### OBJECTIVE
Only the lines from the one containing "Question. Identify every instance of the tall tree" to the end of the entries should be written out, each exactly as it stands, both ends included.

### RECORDS PROVIDED

-- -- --

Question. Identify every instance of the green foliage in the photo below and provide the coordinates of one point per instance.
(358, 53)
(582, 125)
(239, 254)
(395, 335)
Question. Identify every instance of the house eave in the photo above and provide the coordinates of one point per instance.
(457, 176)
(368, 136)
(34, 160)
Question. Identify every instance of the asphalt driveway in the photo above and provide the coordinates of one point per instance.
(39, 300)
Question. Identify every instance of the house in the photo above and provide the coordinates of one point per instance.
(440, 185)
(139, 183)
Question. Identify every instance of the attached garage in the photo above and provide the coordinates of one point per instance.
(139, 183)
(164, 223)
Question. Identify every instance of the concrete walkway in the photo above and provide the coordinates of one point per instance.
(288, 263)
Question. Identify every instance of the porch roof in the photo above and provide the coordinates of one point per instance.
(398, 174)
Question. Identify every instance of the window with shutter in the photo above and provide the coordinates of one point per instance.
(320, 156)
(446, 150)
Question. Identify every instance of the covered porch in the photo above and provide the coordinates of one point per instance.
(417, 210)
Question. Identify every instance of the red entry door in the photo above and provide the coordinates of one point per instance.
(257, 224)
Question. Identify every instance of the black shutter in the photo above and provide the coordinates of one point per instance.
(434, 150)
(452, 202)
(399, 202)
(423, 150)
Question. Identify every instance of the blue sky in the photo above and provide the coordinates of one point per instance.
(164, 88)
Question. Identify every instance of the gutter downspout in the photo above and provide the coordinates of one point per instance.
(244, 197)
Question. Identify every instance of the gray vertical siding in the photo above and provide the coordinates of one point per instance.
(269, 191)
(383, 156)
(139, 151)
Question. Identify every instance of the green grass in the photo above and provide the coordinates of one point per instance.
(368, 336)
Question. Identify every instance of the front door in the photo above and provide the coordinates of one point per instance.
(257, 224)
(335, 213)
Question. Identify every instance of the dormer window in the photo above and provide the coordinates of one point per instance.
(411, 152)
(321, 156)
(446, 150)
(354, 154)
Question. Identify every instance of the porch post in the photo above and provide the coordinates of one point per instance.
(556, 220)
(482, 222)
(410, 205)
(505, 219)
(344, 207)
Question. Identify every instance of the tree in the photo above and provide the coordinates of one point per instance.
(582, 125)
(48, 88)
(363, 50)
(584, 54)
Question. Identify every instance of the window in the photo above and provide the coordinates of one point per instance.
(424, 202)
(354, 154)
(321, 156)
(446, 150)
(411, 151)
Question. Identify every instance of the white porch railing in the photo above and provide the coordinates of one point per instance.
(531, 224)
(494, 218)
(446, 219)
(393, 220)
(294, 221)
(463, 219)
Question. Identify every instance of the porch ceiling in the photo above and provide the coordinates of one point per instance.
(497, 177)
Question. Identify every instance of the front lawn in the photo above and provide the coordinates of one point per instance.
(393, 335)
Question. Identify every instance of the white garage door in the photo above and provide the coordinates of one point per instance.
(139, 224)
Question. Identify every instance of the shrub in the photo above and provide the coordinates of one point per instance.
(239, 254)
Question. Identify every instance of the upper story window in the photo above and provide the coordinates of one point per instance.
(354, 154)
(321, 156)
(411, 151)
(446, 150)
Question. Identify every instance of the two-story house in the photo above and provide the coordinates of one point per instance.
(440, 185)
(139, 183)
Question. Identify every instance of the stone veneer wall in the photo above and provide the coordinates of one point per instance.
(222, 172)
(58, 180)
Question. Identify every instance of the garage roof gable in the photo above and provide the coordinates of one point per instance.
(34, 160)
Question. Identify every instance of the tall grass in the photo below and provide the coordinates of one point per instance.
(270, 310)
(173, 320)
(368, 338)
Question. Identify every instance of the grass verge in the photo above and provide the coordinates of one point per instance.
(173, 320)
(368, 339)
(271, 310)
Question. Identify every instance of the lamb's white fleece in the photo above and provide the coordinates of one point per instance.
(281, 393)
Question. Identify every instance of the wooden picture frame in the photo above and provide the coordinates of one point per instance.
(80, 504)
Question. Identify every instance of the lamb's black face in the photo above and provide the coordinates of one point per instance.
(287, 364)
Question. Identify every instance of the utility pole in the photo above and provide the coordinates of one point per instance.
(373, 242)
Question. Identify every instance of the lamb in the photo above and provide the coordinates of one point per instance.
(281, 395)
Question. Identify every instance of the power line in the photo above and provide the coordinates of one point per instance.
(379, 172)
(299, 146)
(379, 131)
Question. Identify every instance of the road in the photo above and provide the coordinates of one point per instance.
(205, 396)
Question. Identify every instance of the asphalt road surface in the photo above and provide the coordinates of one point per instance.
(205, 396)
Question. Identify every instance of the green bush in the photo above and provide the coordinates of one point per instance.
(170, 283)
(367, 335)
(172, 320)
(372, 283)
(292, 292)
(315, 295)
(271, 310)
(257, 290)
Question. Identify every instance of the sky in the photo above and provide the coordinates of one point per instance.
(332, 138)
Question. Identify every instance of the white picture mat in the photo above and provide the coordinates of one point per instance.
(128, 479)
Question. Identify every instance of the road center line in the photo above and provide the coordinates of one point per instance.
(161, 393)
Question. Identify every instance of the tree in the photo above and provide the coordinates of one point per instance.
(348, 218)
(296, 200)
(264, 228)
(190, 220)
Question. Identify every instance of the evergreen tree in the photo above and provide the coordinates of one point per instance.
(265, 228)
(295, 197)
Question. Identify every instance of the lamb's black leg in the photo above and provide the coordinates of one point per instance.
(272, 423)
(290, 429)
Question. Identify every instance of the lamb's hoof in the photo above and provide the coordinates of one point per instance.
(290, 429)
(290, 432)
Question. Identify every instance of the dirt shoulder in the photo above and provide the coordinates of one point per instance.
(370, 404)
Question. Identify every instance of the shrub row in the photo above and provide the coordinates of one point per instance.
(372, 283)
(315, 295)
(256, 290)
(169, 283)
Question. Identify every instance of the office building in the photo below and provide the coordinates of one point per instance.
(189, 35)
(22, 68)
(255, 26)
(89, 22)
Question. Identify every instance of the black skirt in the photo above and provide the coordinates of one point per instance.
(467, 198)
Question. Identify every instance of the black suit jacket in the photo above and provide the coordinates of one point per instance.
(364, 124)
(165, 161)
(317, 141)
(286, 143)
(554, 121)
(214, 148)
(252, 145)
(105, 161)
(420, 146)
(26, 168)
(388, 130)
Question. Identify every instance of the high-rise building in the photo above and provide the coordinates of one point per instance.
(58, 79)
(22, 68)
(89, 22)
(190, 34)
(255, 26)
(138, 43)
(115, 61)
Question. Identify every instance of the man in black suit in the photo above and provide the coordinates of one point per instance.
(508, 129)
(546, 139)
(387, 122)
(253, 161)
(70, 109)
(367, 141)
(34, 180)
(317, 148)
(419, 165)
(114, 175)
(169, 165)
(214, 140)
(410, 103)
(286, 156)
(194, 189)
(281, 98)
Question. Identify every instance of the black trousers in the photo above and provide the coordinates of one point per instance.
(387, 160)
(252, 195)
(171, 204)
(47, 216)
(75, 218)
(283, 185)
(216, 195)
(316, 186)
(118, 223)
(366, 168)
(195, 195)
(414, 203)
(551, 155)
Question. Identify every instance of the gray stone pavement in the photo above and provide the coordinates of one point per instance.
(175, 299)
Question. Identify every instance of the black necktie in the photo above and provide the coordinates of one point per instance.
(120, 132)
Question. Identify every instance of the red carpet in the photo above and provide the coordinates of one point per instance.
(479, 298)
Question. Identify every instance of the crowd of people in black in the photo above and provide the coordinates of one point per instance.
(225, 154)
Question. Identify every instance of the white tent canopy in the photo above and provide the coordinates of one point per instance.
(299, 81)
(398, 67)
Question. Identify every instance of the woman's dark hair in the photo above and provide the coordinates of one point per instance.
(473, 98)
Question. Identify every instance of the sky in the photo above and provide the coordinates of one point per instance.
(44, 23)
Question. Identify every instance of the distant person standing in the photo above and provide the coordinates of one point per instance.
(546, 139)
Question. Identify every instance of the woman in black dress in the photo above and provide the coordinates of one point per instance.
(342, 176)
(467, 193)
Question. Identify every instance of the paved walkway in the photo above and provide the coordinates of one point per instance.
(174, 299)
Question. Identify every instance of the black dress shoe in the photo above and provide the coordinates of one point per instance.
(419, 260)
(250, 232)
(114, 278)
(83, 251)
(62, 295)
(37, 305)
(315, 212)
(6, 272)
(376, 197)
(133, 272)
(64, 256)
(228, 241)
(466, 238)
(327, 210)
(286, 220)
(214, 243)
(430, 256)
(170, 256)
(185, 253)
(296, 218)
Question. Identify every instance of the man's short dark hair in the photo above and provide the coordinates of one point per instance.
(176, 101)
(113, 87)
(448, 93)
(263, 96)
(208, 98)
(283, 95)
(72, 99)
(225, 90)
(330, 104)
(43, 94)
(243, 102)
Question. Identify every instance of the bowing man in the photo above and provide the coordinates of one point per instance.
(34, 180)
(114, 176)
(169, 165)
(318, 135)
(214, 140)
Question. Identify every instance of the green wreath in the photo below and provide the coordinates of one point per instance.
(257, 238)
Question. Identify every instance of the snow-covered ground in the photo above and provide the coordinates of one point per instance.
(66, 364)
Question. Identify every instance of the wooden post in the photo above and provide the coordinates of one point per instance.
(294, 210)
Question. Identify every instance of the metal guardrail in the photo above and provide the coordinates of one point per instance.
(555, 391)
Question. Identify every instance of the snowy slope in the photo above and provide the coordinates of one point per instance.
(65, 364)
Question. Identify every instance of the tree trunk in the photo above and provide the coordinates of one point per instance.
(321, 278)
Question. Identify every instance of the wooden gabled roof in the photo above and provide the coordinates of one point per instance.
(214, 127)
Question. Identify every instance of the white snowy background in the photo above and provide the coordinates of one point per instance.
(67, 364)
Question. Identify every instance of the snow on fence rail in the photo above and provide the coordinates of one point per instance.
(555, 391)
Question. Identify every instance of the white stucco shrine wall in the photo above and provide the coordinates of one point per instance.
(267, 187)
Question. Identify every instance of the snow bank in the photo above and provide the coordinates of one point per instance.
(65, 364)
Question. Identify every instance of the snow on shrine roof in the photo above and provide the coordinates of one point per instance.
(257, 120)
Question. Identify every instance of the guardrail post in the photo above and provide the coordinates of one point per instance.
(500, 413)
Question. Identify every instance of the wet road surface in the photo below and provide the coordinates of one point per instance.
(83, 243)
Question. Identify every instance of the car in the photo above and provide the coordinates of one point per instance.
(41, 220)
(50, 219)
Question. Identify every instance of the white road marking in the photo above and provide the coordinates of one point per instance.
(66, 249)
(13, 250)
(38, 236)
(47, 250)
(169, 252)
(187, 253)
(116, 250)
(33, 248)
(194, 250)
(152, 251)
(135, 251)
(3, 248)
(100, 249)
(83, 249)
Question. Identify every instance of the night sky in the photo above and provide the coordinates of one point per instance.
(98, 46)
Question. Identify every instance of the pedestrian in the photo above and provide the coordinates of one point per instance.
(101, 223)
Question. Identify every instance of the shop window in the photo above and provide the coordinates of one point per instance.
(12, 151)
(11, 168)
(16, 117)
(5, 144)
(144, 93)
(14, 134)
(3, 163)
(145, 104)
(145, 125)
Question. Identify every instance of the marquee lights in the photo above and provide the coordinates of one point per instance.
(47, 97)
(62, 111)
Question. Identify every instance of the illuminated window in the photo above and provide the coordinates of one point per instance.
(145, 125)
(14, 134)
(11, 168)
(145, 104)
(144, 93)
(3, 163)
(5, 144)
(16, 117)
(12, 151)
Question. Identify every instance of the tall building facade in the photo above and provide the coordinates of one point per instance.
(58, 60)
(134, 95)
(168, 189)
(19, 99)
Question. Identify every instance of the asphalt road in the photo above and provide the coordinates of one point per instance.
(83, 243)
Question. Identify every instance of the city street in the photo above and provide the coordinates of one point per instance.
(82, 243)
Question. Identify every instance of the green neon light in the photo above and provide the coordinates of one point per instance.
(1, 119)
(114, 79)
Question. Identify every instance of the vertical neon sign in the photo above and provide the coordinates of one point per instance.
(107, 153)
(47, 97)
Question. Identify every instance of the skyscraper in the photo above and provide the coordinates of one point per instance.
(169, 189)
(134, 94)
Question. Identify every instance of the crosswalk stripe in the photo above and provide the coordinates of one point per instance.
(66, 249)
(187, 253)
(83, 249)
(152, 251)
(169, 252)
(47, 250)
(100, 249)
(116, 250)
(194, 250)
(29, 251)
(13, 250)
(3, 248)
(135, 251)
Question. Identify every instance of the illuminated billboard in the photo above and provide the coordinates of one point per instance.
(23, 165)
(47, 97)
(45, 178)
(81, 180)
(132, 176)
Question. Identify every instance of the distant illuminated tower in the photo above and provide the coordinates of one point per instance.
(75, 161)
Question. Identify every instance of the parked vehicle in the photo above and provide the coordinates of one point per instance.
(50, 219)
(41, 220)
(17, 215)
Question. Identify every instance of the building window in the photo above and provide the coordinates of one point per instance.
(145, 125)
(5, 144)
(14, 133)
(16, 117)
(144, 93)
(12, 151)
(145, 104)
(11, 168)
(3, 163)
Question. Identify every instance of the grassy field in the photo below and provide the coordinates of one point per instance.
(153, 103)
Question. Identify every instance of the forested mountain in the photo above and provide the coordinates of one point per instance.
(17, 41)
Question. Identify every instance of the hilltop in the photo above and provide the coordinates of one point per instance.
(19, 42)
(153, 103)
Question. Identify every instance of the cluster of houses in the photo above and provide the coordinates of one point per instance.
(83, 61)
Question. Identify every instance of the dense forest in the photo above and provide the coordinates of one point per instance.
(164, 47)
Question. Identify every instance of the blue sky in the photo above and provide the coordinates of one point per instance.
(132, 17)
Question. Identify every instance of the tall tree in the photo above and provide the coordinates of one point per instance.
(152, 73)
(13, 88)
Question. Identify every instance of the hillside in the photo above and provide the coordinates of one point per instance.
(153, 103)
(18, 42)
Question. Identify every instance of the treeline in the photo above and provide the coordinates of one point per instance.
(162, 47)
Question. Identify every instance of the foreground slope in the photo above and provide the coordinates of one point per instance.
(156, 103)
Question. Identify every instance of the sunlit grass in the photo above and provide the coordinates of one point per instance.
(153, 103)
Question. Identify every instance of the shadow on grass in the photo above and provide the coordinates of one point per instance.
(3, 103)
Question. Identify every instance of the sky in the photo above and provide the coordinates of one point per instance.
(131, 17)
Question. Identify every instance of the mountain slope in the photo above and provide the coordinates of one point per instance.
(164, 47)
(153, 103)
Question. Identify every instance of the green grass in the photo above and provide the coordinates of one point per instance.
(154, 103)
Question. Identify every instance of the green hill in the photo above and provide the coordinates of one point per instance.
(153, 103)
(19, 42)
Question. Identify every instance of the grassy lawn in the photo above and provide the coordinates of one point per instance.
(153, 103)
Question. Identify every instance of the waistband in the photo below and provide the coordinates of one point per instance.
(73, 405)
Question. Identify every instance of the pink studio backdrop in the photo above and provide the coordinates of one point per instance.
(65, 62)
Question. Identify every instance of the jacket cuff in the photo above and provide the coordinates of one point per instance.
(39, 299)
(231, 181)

-- -- --

### EXERCISE OUTPUT
Question. Identify every instance of the tall tree in the photo above and provide the coordinates of one point per instance.
(152, 73)
(13, 88)
Question. Identify every instance of the hillside in the photo above and provide the coordinates of one point per instance.
(153, 103)
(18, 42)
Question. Identify every instance of the treeline in the photo above and provide the coordinates of one point per instance.
(162, 47)
Question. Identify every instance of the foreground slope in the photo above and provide the coordinates of one point per instance.
(156, 103)
Question. Identify every instance of the sunlit grass in the photo above and provide the coordinates of one point per instance.
(153, 103)
Question. Identify every instance of the shadow on grass in the photo above and provide the coordinates of one point per instance.
(3, 103)
Question. Identify every instance of the sky in the photo above and provide the coordinates of one point per instance.
(131, 17)
Question. Identify every instance of the mountain slope in the photo above and provide the coordinates of one point per instance.
(164, 47)
(153, 103)
Question. Identify every instance of the green grass in the photo above and provide the coordinates of one point per instance.
(154, 103)
Question. Identify every instance of the green hill in the photo above and provide the coordinates of one point per instance.
(153, 103)
(19, 42)
Question. Identify every instance of the grassy lawn in the photo above and provide the coordinates of one point per instance.
(153, 103)
Question. Identify every instance of the waistband in the photo below and provide the coordinates of one point per instance.
(73, 405)
Question. Identify every instance of the pink studio backdrop in the photo above and provide the coordinates of one point per instance.
(65, 62)
Question. Identify every instance of the jacket cuff in the photo above and provide the coordinates of one point per instance.
(39, 299)
(231, 181)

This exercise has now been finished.